Stated task
Please rewrite the data below as a numbered list, one line per item, and leave out any blank lines.

Information given
--- BEGIN ---
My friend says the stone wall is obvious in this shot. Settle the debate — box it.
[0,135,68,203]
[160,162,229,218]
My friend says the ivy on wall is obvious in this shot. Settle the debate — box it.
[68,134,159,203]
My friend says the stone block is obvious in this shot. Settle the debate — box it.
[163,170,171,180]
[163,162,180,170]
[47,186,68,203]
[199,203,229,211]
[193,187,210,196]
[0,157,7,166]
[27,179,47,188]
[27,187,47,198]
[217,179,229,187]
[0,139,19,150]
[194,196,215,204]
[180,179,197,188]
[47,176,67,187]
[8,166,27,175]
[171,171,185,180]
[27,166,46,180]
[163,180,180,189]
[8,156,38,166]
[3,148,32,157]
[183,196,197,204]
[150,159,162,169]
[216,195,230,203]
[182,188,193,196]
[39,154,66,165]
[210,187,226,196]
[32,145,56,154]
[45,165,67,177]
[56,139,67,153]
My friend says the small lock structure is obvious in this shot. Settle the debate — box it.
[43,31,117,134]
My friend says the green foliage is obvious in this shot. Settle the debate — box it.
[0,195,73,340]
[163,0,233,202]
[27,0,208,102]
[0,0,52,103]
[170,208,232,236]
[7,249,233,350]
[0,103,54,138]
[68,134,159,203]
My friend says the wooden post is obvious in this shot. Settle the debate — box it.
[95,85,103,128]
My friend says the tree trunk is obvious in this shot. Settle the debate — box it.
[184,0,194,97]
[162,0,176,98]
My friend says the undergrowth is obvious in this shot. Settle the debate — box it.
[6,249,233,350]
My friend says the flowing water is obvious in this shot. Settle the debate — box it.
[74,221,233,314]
--- END ---
Result of this exercise
1. My friend says the stone wall is obvious in this shot. Settle the debate — box it.
2. [0,135,68,203]
3. [160,162,229,218]
4. My friend says the ivy on wall is obvious in this shot. Settle the debate — box it.
5. [68,134,159,203]
6. My friend says the stone block is obvious in this shot. Settle the debate — box it.
7. [163,170,171,180]
8. [163,162,180,170]
9. [47,186,68,203]
10. [199,203,229,211]
11. [193,187,210,196]
12. [0,157,7,166]
13. [27,179,47,188]
14. [27,187,47,198]
15. [217,179,229,187]
16. [0,139,19,150]
17. [194,196,215,204]
18. [180,179,197,188]
19. [47,176,67,187]
20. [8,166,27,175]
21. [171,171,185,180]
22. [27,166,46,180]
23. [163,180,180,189]
24. [8,156,38,166]
25. [3,148,32,157]
26. [183,196,197,204]
27. [150,159,162,169]
28. [216,195,230,203]
29. [182,188,193,196]
30. [39,154,66,165]
31. [210,187,226,196]
32. [32,145,56,154]
33. [45,165,67,177]
34. [56,139,67,153]
35. My friend says the small lock structure is obvious in this shot. Settle the debate — box it.
36. [43,31,117,134]
37. My friend says the green foliage is obvious in this shot. Settle the debate — box it.
38. [0,195,73,340]
39. [163,0,233,202]
40. [27,0,208,102]
41. [0,0,52,103]
42. [170,208,232,236]
43. [7,249,233,350]
44. [0,103,54,138]
45. [68,134,159,203]
46. My friend says the wooden post is obvious in this shot. Settle the debate — box it.
47. [95,85,103,128]
48. My friend says the tree trunk is obvious in this shot. Settle the debate — box it.
49. [184,0,194,97]
50. [162,0,176,98]
51. My friend says the undergrowth is obvious in this shot. Settle the debate — box it.
52. [6,249,233,350]
53. My friend says the flowing water is obvious in this shot. Settle the debate — box it.
54. [74,221,233,314]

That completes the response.